---------- Provided entries

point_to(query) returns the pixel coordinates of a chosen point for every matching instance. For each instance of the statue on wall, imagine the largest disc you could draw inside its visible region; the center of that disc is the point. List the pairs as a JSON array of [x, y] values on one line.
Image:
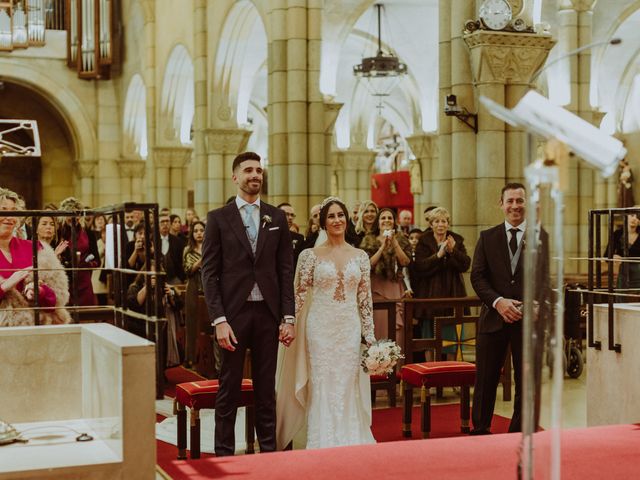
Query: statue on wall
[[415, 172], [625, 185]]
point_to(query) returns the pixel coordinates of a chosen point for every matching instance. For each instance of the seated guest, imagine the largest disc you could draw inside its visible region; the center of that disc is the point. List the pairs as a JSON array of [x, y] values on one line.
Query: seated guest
[[404, 222], [137, 300], [17, 289], [366, 219], [388, 252], [176, 227], [297, 239], [192, 261], [440, 260], [313, 228], [190, 216], [86, 253], [172, 248]]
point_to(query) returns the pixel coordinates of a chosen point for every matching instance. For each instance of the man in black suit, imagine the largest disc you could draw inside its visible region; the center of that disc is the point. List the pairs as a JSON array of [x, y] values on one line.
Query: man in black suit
[[497, 277], [172, 249], [247, 276], [297, 239]]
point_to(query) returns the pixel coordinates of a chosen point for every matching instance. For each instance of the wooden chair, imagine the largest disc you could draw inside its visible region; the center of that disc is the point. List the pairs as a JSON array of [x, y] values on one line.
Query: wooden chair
[[199, 395], [435, 374]]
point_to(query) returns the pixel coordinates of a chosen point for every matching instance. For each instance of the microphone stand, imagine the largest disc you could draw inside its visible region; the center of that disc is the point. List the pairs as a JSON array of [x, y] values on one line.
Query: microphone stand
[[533, 349]]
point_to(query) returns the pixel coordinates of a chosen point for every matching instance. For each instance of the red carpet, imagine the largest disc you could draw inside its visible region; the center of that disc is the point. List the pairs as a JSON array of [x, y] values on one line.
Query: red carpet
[[176, 375], [445, 422], [588, 453]]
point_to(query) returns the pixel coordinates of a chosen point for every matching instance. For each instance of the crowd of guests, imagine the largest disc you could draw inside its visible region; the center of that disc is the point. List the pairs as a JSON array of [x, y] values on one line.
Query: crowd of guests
[[405, 260]]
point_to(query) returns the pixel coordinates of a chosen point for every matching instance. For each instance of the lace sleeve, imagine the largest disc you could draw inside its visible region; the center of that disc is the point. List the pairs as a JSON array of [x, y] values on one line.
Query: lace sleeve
[[304, 278], [365, 303]]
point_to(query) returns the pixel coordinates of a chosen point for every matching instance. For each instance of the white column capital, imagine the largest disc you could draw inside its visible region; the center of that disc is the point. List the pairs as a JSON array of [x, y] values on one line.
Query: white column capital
[[506, 57], [331, 111], [176, 157], [131, 168], [226, 140], [86, 168], [424, 145]]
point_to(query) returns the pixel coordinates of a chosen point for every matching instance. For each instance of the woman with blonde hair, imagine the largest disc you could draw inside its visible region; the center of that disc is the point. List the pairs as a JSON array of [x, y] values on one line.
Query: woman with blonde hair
[[367, 216], [440, 260], [86, 252], [17, 288], [389, 251]]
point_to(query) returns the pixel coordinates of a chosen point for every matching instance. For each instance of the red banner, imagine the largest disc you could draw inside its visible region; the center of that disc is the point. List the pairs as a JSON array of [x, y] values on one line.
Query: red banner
[[392, 190]]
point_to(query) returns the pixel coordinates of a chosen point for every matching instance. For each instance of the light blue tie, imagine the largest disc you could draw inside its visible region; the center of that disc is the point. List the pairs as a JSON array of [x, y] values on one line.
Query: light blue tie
[[252, 231]]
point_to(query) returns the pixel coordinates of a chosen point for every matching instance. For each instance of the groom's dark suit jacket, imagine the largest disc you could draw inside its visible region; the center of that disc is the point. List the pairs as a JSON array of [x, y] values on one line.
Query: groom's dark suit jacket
[[491, 276], [230, 269]]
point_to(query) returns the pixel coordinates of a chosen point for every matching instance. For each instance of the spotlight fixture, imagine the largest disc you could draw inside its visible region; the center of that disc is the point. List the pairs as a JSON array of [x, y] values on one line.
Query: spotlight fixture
[[382, 72], [452, 109]]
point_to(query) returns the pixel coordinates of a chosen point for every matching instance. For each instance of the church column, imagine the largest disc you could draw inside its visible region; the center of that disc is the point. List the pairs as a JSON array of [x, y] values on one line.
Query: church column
[[132, 174], [170, 164], [441, 171], [425, 148], [149, 76], [277, 96], [201, 201], [502, 64], [296, 112], [353, 168], [222, 145], [86, 172], [568, 41], [463, 139]]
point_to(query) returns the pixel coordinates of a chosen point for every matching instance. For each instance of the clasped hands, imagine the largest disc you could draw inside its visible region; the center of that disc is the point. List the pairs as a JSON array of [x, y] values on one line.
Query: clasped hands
[[509, 309], [227, 339]]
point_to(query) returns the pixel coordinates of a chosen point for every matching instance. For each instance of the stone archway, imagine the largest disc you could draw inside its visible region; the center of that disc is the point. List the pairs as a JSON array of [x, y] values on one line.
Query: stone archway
[[44, 179]]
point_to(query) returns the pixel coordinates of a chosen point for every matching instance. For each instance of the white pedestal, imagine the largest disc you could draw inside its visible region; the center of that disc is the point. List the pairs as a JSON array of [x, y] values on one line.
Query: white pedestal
[[613, 390], [59, 380]]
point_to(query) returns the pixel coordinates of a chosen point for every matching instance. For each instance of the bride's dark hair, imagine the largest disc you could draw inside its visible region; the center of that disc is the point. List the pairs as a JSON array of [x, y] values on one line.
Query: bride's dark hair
[[324, 211]]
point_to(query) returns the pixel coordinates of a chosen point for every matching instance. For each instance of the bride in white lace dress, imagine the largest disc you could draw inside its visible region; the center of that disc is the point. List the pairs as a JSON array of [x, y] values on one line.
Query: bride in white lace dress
[[320, 380]]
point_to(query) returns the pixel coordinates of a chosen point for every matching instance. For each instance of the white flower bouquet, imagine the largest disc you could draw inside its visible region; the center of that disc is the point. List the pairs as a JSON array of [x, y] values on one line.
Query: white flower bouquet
[[381, 357]]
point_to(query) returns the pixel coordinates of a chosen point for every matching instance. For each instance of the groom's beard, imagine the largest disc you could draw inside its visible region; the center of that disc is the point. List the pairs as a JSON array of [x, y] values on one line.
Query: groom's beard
[[250, 188]]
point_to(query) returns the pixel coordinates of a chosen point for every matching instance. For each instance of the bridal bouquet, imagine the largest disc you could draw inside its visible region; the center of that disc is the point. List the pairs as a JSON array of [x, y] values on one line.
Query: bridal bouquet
[[381, 357]]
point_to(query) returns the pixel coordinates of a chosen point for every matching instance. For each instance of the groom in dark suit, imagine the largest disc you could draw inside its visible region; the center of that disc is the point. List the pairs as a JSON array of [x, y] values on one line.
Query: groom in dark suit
[[247, 275], [497, 277]]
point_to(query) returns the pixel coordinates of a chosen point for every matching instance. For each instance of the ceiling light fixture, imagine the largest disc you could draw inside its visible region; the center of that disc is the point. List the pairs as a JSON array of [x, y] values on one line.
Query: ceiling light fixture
[[382, 72]]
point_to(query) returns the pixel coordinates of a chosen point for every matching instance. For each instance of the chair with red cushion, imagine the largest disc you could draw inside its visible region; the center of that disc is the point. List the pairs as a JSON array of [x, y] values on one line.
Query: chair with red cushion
[[198, 395], [435, 374]]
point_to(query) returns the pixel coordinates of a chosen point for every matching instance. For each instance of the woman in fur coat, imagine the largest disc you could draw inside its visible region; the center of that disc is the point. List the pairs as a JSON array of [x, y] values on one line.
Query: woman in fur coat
[[16, 275]]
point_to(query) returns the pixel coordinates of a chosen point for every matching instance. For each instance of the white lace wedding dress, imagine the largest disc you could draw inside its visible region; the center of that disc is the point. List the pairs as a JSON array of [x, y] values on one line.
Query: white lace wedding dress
[[334, 311]]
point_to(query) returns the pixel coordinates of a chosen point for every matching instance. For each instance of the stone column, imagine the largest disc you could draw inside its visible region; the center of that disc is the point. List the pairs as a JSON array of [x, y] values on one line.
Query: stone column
[[425, 148], [200, 62], [149, 75], [86, 171], [132, 174], [463, 138], [441, 170], [222, 145], [353, 168], [170, 166], [502, 64], [295, 109]]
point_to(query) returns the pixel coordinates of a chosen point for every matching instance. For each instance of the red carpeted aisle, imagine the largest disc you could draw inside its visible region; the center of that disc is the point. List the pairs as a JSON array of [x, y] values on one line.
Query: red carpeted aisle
[[590, 453]]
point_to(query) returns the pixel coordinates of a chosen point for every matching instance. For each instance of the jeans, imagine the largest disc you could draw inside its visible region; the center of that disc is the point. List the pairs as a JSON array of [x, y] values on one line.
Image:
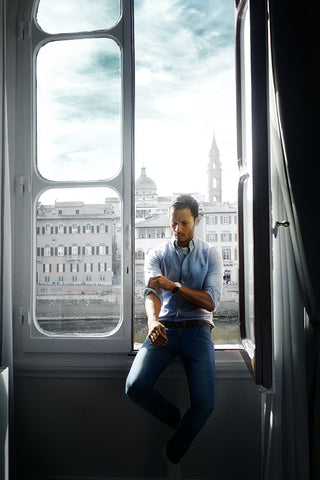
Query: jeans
[[195, 347]]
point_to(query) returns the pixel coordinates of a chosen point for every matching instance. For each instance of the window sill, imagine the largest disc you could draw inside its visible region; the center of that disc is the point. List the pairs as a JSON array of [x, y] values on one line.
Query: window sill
[[229, 365]]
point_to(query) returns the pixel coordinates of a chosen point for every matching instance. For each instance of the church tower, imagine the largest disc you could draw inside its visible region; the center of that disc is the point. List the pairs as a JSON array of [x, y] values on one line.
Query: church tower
[[214, 173]]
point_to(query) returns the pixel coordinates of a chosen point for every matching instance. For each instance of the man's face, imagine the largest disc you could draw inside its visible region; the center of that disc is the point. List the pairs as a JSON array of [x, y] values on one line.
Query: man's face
[[183, 225]]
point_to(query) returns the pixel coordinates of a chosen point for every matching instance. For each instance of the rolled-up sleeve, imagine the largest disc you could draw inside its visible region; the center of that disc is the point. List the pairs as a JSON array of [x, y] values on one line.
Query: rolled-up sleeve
[[151, 269], [213, 279]]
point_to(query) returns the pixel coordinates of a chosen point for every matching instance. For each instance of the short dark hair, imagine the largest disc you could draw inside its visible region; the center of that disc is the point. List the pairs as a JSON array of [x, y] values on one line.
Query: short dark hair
[[186, 201]]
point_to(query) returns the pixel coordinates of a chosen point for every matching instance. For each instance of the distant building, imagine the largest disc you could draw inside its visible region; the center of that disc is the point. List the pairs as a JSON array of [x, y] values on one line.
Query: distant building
[[219, 224], [74, 244]]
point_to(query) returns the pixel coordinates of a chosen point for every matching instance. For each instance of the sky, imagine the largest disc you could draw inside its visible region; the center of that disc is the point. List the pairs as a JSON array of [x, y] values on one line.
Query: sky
[[185, 93]]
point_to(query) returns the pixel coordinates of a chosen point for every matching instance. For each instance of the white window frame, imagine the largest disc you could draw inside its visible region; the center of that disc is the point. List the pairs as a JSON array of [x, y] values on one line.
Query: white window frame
[[30, 341]]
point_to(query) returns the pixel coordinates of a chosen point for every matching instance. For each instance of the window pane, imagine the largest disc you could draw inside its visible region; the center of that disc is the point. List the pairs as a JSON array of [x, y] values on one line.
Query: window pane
[[178, 109], [77, 302], [78, 109], [57, 16]]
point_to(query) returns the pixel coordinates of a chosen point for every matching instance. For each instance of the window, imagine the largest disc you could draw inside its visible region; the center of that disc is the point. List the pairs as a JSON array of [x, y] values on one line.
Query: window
[[80, 167], [61, 229], [254, 212], [74, 250], [183, 107], [226, 253], [77, 152], [74, 228]]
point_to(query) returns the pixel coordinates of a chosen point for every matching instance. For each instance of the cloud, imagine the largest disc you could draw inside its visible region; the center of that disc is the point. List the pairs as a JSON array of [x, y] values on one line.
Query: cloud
[[185, 90]]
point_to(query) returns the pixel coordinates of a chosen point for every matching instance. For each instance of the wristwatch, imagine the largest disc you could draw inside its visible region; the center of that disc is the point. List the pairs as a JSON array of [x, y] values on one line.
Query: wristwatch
[[177, 287]]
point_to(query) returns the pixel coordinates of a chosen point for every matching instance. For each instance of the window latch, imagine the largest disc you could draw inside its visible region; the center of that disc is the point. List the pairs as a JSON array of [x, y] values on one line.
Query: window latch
[[275, 229], [22, 185], [24, 317]]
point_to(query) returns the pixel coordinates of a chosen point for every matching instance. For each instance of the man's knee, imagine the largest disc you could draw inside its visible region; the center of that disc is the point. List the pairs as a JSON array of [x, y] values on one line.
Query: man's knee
[[134, 390], [205, 406]]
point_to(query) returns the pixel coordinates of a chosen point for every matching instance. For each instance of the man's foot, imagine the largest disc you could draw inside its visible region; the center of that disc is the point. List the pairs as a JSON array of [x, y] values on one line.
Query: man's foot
[[173, 469], [175, 418]]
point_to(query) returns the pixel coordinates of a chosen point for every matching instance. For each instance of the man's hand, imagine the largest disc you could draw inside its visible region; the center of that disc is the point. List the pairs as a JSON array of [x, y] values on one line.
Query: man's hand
[[161, 282], [157, 333]]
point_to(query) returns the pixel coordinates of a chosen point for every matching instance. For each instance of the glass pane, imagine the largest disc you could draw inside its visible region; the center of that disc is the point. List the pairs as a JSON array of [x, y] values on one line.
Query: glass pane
[[189, 115], [78, 109], [78, 261], [248, 261], [57, 16], [247, 192]]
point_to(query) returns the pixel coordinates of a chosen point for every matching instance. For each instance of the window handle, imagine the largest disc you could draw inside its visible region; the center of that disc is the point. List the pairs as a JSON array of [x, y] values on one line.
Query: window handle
[[284, 223]]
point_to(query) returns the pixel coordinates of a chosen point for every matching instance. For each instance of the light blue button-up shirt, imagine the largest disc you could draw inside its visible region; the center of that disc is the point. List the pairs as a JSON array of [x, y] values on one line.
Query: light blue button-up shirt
[[201, 269]]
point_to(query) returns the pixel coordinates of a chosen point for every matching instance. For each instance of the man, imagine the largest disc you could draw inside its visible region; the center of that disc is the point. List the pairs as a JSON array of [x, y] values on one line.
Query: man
[[184, 282]]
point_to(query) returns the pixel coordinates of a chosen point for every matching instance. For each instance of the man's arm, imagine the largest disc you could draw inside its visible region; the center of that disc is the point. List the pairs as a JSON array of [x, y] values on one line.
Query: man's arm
[[199, 298], [156, 330]]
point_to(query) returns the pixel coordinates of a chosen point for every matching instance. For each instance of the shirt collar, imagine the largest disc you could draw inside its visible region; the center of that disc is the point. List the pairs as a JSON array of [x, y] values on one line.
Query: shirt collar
[[191, 244]]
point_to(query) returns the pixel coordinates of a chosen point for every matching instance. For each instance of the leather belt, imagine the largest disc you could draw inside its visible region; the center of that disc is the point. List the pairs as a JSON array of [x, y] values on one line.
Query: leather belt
[[188, 323]]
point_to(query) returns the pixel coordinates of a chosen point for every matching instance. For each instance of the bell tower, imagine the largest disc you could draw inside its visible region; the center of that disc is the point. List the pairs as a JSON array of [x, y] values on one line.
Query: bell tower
[[214, 171]]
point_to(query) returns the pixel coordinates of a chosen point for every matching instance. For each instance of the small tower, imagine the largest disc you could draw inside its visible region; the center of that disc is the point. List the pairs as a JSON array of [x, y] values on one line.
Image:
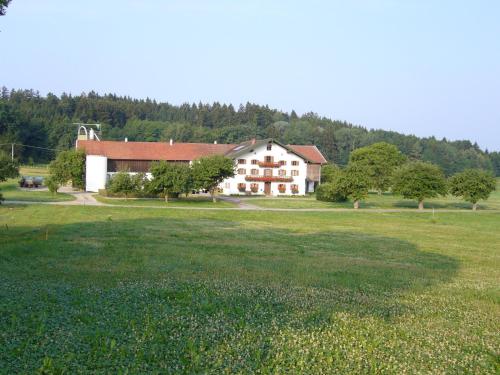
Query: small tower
[[88, 132]]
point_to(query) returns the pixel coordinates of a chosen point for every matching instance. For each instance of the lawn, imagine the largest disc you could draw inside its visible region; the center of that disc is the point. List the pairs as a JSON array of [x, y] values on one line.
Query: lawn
[[113, 290], [182, 202]]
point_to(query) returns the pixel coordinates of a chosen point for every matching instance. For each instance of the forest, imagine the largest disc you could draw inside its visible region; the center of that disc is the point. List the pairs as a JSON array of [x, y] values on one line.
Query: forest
[[46, 124]]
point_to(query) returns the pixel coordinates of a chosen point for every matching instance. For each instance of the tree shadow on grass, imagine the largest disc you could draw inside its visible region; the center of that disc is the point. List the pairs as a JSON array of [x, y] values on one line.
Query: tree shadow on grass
[[169, 294]]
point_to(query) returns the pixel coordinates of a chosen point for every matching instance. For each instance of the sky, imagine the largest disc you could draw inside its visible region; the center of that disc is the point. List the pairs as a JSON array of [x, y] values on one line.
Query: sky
[[423, 67]]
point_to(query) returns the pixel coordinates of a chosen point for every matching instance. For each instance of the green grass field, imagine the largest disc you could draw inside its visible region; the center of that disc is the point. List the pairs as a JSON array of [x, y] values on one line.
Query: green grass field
[[11, 192], [114, 290], [182, 202]]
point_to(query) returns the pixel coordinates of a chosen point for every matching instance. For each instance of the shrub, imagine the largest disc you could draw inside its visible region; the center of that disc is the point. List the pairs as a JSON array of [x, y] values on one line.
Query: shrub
[[124, 183], [52, 184], [330, 192], [472, 185]]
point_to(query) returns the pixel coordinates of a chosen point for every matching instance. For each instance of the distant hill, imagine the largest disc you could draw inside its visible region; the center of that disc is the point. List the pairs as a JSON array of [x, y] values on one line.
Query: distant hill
[[31, 119]]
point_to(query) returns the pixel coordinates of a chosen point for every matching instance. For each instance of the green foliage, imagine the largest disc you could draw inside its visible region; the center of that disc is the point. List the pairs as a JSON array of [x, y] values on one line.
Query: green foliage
[[379, 161], [330, 192], [69, 166], [171, 179], [124, 183], [209, 172], [354, 183], [8, 168], [419, 180], [472, 185], [28, 118], [330, 173], [351, 183], [51, 184]]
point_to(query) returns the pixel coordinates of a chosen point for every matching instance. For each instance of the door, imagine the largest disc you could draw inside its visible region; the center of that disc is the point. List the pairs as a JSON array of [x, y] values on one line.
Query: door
[[267, 188]]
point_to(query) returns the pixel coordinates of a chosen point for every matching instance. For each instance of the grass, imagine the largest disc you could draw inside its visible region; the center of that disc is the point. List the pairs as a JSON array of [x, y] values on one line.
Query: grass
[[11, 192], [113, 290], [375, 200], [182, 202]]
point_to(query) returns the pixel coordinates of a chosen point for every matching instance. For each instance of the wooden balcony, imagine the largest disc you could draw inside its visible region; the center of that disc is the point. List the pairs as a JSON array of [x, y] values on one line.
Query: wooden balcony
[[269, 164], [269, 178]]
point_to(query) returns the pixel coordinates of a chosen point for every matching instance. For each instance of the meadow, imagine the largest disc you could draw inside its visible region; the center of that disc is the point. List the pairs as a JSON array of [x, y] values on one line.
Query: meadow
[[119, 290]]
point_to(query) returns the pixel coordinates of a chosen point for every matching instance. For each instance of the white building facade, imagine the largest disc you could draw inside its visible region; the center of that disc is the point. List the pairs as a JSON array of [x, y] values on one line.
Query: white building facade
[[268, 169], [264, 167]]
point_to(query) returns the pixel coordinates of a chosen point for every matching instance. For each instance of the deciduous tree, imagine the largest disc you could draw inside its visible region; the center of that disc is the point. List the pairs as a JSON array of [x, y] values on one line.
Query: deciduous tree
[[8, 169], [472, 185], [69, 166], [419, 180], [379, 161], [210, 171], [170, 178]]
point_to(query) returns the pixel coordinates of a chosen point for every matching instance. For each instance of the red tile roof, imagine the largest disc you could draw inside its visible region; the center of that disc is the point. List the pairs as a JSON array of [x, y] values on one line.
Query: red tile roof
[[310, 152], [152, 150], [177, 151]]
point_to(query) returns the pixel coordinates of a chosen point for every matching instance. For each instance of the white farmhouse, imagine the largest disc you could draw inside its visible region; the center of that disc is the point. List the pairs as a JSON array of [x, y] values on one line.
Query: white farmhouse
[[264, 167]]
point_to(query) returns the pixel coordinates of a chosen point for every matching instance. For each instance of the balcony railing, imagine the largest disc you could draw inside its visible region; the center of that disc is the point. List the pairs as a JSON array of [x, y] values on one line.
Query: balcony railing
[[268, 164], [269, 178]]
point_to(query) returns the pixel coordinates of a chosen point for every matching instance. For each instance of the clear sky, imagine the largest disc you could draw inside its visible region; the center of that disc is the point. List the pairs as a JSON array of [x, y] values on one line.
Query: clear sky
[[425, 67]]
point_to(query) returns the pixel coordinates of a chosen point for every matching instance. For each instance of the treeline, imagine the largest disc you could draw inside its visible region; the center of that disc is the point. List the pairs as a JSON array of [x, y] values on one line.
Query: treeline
[[28, 118]]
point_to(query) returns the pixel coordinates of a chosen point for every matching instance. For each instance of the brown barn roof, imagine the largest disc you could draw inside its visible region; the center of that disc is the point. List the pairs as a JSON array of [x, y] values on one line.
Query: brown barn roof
[[152, 150], [309, 152], [180, 151]]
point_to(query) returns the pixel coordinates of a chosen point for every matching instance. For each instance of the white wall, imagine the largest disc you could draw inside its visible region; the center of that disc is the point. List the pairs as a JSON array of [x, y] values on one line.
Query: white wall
[[259, 153], [96, 172]]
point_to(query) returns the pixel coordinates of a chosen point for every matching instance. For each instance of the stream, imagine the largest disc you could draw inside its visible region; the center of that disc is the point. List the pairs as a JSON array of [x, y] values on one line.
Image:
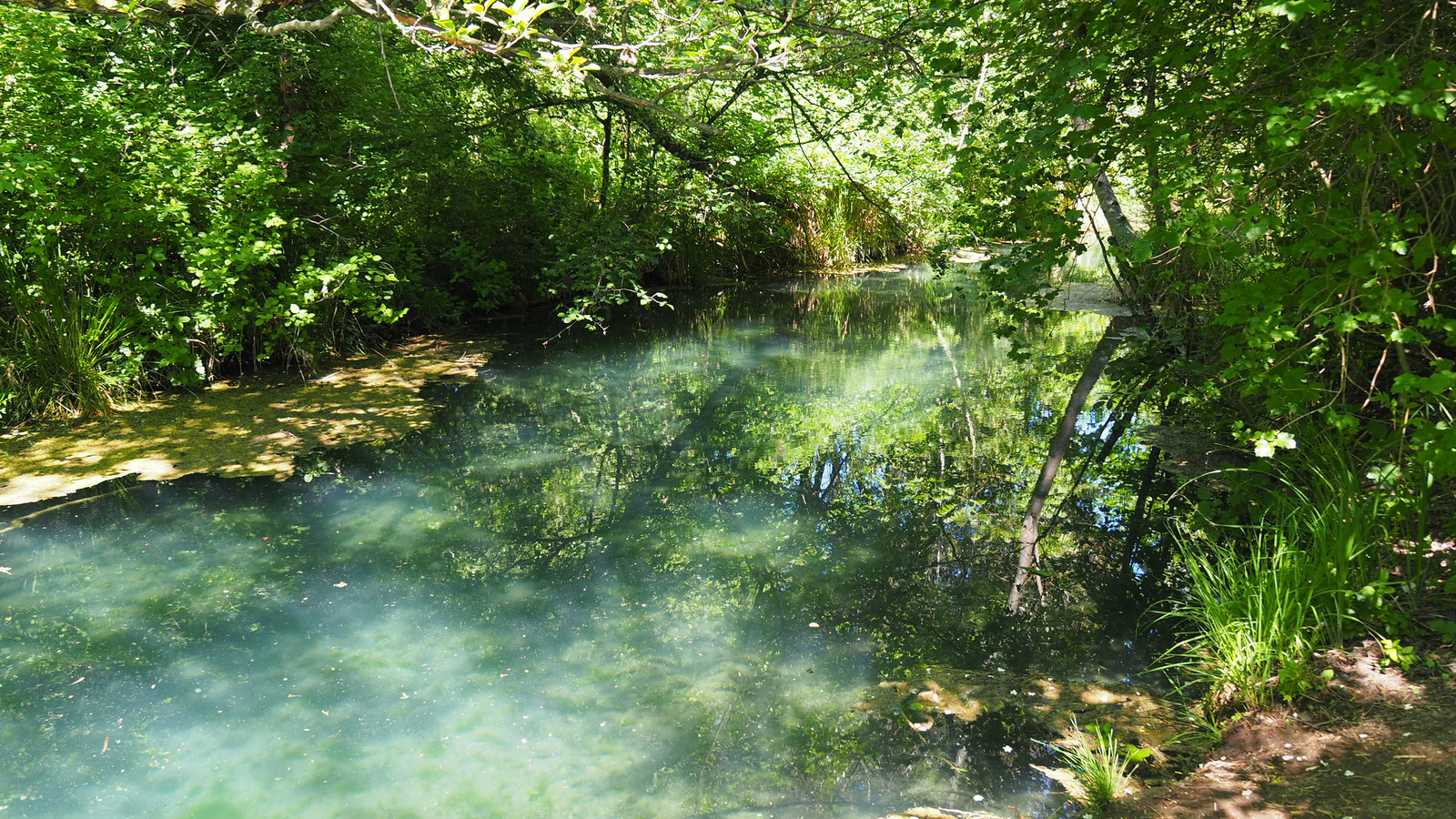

--------------------

#### Directive
Reproduce the material from the line containing "of the seated" through the line containing "[[533, 349]]", both lines included, keeping the requests unchanged. Scale every coordinate in the answers by 0.85 and round each result to a whole number, with halves rounded up.

#### Task result
point_to(query) returns the pixel coordinates of a chosen point for every matching instance. For each instance of the seated guest, imagine the largest disc you could draw inside its visible region; the center of that disc is the point. List the pairs as a JSON array of [x, y] values on one line.
Query: seated guest
[[343, 189], [116, 255], [14, 246], [311, 186], [330, 214], [150, 193], [252, 203], [163, 222], [374, 221], [266, 194], [162, 184], [73, 215], [146, 211]]
point_to(query) returns the pixel coordinates of a chosen point for every matching instance. For each instance of the man in black suit, imagine the largest disc you could draw inside its visible region; the center of that disc is the point. List the pairs as a JSON array of [x, y] values on one line.
Query: man in black suit
[[422, 235], [146, 212], [210, 235], [252, 203]]
point_to(query) returns the pixel coordinates of a chosen point for every matching instance. For each instance of the wooden chair, imagine the largest disc you could draw inside its visible region; the center of that disc is the point. List the pairs as a JSON array of [x, y] values on one line.
Query: wooden chair
[[169, 336], [370, 318]]
point_to(query) returns the pixel coordinates of a chosen point for every matching instance. For each instance of the microphone stand, imagine the largest disc you could draw inside its visible region; the center of that disc is the point. List the pairs as a JSON array of [x, y] values on one line.
Query: microphone stand
[[453, 297]]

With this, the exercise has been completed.